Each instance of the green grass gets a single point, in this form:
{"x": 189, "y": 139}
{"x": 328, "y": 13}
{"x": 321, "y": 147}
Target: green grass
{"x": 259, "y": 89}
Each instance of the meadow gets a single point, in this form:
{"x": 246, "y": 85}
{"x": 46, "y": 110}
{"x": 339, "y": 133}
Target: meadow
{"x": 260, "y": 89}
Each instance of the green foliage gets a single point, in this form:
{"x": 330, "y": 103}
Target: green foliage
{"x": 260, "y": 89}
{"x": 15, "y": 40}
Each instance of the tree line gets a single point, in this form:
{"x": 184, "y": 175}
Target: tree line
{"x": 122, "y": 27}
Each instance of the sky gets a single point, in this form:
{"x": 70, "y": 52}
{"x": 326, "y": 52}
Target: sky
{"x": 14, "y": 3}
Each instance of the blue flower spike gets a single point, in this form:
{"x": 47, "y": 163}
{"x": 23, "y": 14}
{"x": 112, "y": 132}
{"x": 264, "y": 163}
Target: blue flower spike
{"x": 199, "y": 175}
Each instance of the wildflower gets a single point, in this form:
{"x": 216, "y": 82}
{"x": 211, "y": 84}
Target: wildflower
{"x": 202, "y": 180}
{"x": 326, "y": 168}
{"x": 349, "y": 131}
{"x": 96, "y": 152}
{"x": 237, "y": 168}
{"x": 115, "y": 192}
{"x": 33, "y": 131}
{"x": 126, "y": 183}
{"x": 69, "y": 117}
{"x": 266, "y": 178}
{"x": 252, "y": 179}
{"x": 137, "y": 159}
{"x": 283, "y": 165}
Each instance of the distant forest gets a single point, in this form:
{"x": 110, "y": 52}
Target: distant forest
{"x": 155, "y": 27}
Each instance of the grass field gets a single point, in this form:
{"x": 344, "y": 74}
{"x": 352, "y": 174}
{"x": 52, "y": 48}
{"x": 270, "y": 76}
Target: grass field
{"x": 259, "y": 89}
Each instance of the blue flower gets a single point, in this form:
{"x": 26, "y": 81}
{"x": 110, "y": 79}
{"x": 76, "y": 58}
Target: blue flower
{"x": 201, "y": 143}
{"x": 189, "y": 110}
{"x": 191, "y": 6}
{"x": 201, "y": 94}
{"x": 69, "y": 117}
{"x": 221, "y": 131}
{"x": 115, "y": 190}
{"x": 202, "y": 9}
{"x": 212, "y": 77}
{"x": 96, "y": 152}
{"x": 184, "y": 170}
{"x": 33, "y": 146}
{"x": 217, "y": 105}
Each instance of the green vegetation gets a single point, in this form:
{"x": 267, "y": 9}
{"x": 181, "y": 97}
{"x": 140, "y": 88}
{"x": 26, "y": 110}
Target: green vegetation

• What is being asked:
Can you write out the material again, swapping "single point" for "single dot" everywhere it occurs and leaving everything else unchanged?

• Exercise response:
Each instance of the green grass gets a single dot, in this form:
{"x": 189, "y": 139}
{"x": 328, "y": 13}
{"x": 321, "y": 147}
Target: green grass
{"x": 259, "y": 89}
Each instance of the meadow gets a single dot, in this form:
{"x": 246, "y": 85}
{"x": 46, "y": 110}
{"x": 339, "y": 133}
Target: meadow
{"x": 260, "y": 89}
Each instance of the green foliage gets a single dot, in this form:
{"x": 330, "y": 103}
Target: green foliage
{"x": 260, "y": 89}
{"x": 15, "y": 40}
Each instance of the tree line gets a single dot, in this form:
{"x": 184, "y": 175}
Target: tree line
{"x": 122, "y": 27}
Each instance of the sky gets a single dot, in this form:
{"x": 70, "y": 52}
{"x": 326, "y": 52}
Target: sky
{"x": 14, "y": 3}
Each instance of the blue flower spike gets a single dot, in this form:
{"x": 47, "y": 163}
{"x": 23, "y": 14}
{"x": 112, "y": 132}
{"x": 264, "y": 163}
Target: blue flower spike
{"x": 199, "y": 175}
Each instance of the wildflower gets a single dot, in this form:
{"x": 216, "y": 82}
{"x": 211, "y": 84}
Target: wildflower
{"x": 202, "y": 180}
{"x": 326, "y": 168}
{"x": 349, "y": 131}
{"x": 96, "y": 152}
{"x": 237, "y": 168}
{"x": 115, "y": 192}
{"x": 33, "y": 131}
{"x": 126, "y": 183}
{"x": 69, "y": 117}
{"x": 266, "y": 178}
{"x": 252, "y": 179}
{"x": 137, "y": 159}
{"x": 283, "y": 165}
Each instance of the distant forest gets a single dot, in this form:
{"x": 110, "y": 52}
Target: distant forest
{"x": 155, "y": 27}
Each instance of the grass field gets a single dot, in this form:
{"x": 344, "y": 74}
{"x": 352, "y": 174}
{"x": 52, "y": 48}
{"x": 270, "y": 76}
Target: grass field
{"x": 259, "y": 89}
Each instance of the blue flower gets a single dot, in this form:
{"x": 26, "y": 81}
{"x": 110, "y": 79}
{"x": 76, "y": 58}
Target: blue flower
{"x": 201, "y": 143}
{"x": 189, "y": 110}
{"x": 191, "y": 6}
{"x": 201, "y": 94}
{"x": 69, "y": 117}
{"x": 221, "y": 131}
{"x": 115, "y": 190}
{"x": 202, "y": 9}
{"x": 212, "y": 77}
{"x": 96, "y": 152}
{"x": 184, "y": 170}
{"x": 33, "y": 146}
{"x": 217, "y": 105}
Each instance of the green vegetation gets a single dot, in this form:
{"x": 267, "y": 9}
{"x": 181, "y": 97}
{"x": 140, "y": 88}
{"x": 26, "y": 110}
Target: green vegetation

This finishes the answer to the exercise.